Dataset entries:
********
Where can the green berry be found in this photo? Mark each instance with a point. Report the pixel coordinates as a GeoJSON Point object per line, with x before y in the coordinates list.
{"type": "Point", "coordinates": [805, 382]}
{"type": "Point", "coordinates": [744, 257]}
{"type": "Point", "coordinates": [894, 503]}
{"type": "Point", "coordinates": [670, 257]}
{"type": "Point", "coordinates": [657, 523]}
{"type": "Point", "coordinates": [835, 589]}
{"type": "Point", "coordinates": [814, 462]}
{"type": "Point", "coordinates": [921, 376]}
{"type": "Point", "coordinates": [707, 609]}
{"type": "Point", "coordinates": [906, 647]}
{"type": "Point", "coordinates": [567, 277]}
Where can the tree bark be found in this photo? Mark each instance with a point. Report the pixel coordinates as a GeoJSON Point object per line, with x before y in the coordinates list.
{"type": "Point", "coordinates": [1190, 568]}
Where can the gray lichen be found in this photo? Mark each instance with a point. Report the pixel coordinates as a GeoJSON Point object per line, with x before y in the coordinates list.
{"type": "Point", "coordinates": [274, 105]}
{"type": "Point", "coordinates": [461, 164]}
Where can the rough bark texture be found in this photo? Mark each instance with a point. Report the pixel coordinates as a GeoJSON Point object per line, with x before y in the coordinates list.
********
- **Given exercise**: Return the lines of the data without any change, starting with the line that contains "Where can the tree" and going on through the end of the data.

- **Full answer**:
Where can the tree bark be found in this photo? Mark each instance with a point. Report the pixel coordinates as a GeoJSON Point object per line, with x before y in the coordinates list.
{"type": "Point", "coordinates": [1190, 568]}
Where can the gray lichen be found in this photo? Mark each instance with a point. Report the pixel coordinates as a GeoJSON Point object per line, with x before y in the coordinates list.
{"type": "Point", "coordinates": [274, 105]}
{"type": "Point", "coordinates": [461, 164]}
Where can the rough bark texture be found in this photo? Mark each instance with a point. Report the pixel coordinates as a GeoJSON Point object per line, with x before y in the coordinates list.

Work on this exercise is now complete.